■ **TEXT SEGMENT**:
Naked City

Off the Desk

Austin Interfaith came into the legislative session in January with a plan to increase funding for the Alliance School program. Midway through the session they're fighting to keep the program alive, because a private, for-profit education company is after the same Investment Capital Fund (ICF) that provides grants for the state's 129 Alliance Schools. There are 16 Alliance Schools in Austin, which receive modest grants ($50,000 a year) from the fund to organize parent groups, train teachers, conduct community outreach, and establish afterschool programs. The seven-year-old program gets rave reviews from parents and teachers, and its supporters in the Lege praise it for leveraging small investments in public schools into large returns. (Unlike the charter school program, which invests tax dollars in private schools, alliance school funding goes only to public schools.)

Austin Interfaith is one of a dozen congregation-based public interest groups organized by the Industrial Areas Foundation in Texas. Interfaith's co-chair, Regina Rogoff, said she started this session trying to convince legislators to increase the ICF from $14 million to $20 million for the biennium. Then she learned that a bill filed by Austin Sen. Gonzalo Barrientos and Harlingen Rep. Jim Solis would open the fund to HOSTS, a Dallas-based, for-profit mentoring company that contracts with schools to provide curriculum and coordinate volunteer mentors for at-risk students. Rogoff argued that while HOSTS does great work in the public schools, the ICF was established for nonprofits such as Alliance Schools and several other nonprofit programs that qualify for funding. (Austin Interfaith is a nonprofit advocacy group but it gets no public funding.) HOSTS is a profitable venture, and this session booked the services of Eddie Cavazos as its lobbyist. Cavazos, a former state rep from Corpus Christi, is one of the most engaging members of the lobby, and it was he who sold the bill to Barrientos and Solis. At Senate Finance, Cavazos also got HOSTS into the revenue stream, initially including the company in the list of programs funded by the ICF, in a measure carried by Sen. Eddie Lucio of Brownsville.

(Labeled-object pointing entries)
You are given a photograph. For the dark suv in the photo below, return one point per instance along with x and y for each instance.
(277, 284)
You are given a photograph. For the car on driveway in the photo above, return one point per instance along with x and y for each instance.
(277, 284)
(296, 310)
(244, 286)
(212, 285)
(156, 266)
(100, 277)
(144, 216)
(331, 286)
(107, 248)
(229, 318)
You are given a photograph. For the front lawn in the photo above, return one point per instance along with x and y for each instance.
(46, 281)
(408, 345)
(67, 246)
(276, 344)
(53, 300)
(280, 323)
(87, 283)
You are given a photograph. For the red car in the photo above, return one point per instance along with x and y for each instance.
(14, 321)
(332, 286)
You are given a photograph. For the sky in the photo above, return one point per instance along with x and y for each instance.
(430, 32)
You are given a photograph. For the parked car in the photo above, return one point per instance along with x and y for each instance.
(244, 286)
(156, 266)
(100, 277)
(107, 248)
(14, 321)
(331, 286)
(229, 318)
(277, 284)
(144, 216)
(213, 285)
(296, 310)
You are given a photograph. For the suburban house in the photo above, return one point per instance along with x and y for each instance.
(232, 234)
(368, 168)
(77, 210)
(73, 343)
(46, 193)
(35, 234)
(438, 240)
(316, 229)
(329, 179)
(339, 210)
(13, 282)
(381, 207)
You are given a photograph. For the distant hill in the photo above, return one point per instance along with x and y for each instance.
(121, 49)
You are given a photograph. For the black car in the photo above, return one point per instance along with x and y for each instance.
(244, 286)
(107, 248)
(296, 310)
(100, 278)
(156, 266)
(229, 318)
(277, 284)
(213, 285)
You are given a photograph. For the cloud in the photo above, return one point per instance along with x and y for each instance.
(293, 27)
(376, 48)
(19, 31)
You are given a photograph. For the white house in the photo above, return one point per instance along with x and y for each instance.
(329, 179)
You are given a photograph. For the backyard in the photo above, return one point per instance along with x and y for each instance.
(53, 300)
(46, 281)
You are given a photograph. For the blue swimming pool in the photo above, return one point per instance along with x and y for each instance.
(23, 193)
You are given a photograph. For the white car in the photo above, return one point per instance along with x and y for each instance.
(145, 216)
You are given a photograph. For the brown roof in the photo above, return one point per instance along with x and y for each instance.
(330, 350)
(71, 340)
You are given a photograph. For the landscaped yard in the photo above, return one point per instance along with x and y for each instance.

■ **DIRECTIVES**:
A: In the news item on Alliance School funding, rewrite the paragraph beginning "Austin Interfaith came into the legislative session" as a short bulleted list that keeps its main facts.
B: Write out the records from the line containing "You are given a photograph. For the backyard" through the end of the records, copying every line unchanged.

■ **ANSWERS TO THE EXERCISE**:
A:
- Austin Interfaith entered the January legislative session planning to raise funding for the Alliance School program.
- By mid-session, it was fighting to keep the program alive because a private, for-profit education company was seeking money from the same Investment Capital Fund (ICF).
- The ICF provides grants to the state's 129 Alliance Schools, 16 of them in Austin.
- Each school receives about $50,000 a year to organize parent groups, train teachers, do community outreach, and set up afterschool programs.
- Parents and teachers praise the seven-year-old program, and its supporters in the Lege credit it with turning small investments into large returns.
- Unlike charter school funding, which puts tax dollars into private schools, Alliance School money goes only to public schools.

B:
You are given a photograph. For the backyard in the photo above, return one point per instance along with x and y for each instance.
(53, 300)
(46, 281)
You are given a photograph. For the blue swimming pool in the photo above, return one point per instance along with x and y for each instance.
(23, 193)
You are given a photograph. For the white car in the photo above, return one point per instance along with x and y for each instance.
(145, 216)
You are given a photograph. For the brown roof in the photo above, return one point per instance along with x and y for each instance.
(330, 350)
(71, 340)
You are given a photograph. For the landscaped yard in the photo above, return one point per instance along with x and y for each instance.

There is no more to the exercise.